課題一覧
**A.** ポンペイ展についての文章で、筆者が「良かった」と述べているのはどこのディオニュソス像ですか。
**B.** ポンペイ展についての文章のうち、「フィレンツェ考古博物館からも」から「メルクリウス)の原形のような両性具有美。」までの箇所をそのまま書き写してください。
═══ ページ
先週ようやくポンペイ展にやっと行くことができました。

ナポリは行ったことがなく、ポンペイのフレスコ画を観たいということでかなり期待していたが、ほぼ期待通り、と書くと僭越だが、遺跡や考古を観る際には、その事物を通じた時代やその時代に生きて死んでいった人に出会う気がする。実際、遺跡に脚を運ぶ際には、巡礼的な気持ちに包まれる。
フィレンツェ考古博物館からも来ていたし、大理石像群や胸像の迫力が圧巻。ソンマ・ヴェスヴィアーナのディオニュソス像が良かった...。
バッカス像はミケランジェロが彫るまでは、酔った中年男性で描かれる+創られることが多いというのは知っていたけれど、このデュオニュソスは身体の弛緩・緊張バランスもギリシアの螺旋構造を受け継いでいる。つまり、コントラポストで表現される人間観。肉体を通じて、表現させるべきは精神である、その主題が活き活きと現れている。ドナテッロのダビデ(メルクリウス)の原形のような両性具有美。
══════
═══ 提供資料
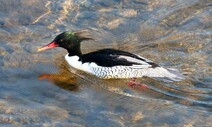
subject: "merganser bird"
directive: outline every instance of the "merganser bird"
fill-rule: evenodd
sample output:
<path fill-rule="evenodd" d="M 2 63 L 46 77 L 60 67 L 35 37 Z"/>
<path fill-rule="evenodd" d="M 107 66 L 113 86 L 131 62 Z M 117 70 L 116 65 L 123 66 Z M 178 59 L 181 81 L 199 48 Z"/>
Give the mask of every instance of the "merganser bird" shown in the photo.
<path fill-rule="evenodd" d="M 48 45 L 38 51 L 62 47 L 68 51 L 65 59 L 68 64 L 78 70 L 95 75 L 102 79 L 153 77 L 170 81 L 182 80 L 182 75 L 175 69 L 165 69 L 158 64 L 139 55 L 116 49 L 101 49 L 82 54 L 80 43 L 93 40 L 83 36 L 82 31 L 63 32 Z"/>

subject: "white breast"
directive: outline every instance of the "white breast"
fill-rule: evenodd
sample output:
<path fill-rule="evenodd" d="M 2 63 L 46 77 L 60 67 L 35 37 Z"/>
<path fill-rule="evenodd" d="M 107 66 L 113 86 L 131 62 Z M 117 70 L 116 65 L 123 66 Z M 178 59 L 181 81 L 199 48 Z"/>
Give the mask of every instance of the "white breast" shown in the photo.
<path fill-rule="evenodd" d="M 68 54 L 66 54 L 65 56 L 66 61 L 68 62 L 69 65 L 71 65 L 72 67 L 78 69 L 78 70 L 82 70 L 88 73 L 92 73 L 92 69 L 93 67 L 97 67 L 97 65 L 93 62 L 91 63 L 82 63 L 81 61 L 79 61 L 79 57 L 78 56 L 69 56 Z"/>

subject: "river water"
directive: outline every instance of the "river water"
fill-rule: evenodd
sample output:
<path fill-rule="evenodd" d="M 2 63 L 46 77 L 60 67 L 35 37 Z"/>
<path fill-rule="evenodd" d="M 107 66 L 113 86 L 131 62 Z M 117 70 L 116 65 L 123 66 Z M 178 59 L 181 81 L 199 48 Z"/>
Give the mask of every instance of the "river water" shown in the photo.
<path fill-rule="evenodd" d="M 84 53 L 115 48 L 176 68 L 180 82 L 101 80 L 68 70 L 66 51 L 38 53 L 86 29 Z M 0 125 L 212 126 L 211 0 L 0 0 Z"/>

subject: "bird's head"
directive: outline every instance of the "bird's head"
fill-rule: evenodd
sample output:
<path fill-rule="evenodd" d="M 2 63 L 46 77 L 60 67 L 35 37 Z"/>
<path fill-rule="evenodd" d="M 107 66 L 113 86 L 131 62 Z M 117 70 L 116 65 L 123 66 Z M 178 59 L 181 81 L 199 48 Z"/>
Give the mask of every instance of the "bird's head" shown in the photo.
<path fill-rule="evenodd" d="M 55 37 L 55 39 L 49 43 L 38 49 L 38 52 L 44 51 L 47 49 L 62 47 L 68 51 L 78 50 L 76 48 L 80 48 L 80 42 L 84 40 L 92 40 L 90 37 L 84 36 L 84 31 L 78 32 L 63 32 Z"/>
══════
解答
**A.** ソンマ・ヴェスヴィアーナのディオニュソス像です。

**B.**
フィレンツェ考古博物館からも来ていたし、大理石像群や胸像の迫力が圧巻。ソンマ・ヴェスヴィアーナのディオニュソス像が良かった...。
バッカス像はミケランジェロが彫るまでは、酔った中年男性で描かれる+創られることが多いというのは知っていたけれど、このデュオニュソスは身体の弛緩・緊張バランスもギリシアの螺旋構造を受け継いでいる。つまり、コントラポストで表現される人間観。肉体を通じて、表現させるべきは精神である、その主題が活き活きと現れている。ドナテッロのダビデ(メルクリウス)の原形のような両性具有美。